> _Required work_: Return, from the material below, each line in which "orange" occurs.

> _Excerpted records_:
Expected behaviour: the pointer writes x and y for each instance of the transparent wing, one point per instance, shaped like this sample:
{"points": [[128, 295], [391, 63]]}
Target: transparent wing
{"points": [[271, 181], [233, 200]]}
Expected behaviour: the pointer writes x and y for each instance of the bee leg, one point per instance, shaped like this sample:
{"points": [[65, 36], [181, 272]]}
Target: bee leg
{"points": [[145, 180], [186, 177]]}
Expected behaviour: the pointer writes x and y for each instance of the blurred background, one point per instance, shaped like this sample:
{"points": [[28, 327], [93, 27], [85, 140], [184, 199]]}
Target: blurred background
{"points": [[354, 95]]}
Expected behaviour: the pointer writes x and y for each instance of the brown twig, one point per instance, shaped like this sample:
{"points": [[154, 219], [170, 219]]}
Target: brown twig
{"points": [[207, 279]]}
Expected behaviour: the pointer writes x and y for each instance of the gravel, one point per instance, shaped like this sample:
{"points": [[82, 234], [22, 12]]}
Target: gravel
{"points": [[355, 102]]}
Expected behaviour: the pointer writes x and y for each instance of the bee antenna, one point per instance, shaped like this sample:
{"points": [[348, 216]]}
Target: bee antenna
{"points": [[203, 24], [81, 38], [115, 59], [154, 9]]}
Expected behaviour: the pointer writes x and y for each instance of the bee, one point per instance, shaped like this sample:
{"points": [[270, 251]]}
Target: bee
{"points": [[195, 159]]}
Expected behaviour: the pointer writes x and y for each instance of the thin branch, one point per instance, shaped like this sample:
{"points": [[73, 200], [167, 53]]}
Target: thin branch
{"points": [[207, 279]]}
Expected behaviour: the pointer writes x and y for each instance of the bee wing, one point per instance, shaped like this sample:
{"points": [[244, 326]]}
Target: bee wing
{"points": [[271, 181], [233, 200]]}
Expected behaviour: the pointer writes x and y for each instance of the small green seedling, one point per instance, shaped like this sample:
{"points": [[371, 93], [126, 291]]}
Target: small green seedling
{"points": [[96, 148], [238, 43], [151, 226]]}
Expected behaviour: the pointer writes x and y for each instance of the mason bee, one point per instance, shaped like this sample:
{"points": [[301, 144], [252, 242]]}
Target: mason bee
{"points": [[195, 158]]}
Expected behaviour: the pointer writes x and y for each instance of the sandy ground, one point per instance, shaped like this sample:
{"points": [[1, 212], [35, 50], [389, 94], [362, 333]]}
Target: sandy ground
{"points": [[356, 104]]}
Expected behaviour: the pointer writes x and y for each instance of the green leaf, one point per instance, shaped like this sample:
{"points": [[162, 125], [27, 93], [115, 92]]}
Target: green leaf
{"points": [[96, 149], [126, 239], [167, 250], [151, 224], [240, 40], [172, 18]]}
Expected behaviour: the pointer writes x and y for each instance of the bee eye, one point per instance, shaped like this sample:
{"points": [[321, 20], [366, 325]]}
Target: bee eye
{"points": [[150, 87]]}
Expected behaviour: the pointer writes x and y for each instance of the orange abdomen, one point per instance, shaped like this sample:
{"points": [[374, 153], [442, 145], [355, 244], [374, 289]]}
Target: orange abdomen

> _Written solution_:
Expected behaviour: the pointer writes x and y for each instance of the orange abdomen, one point per instance, shaped like this sample:
Target: orange abdomen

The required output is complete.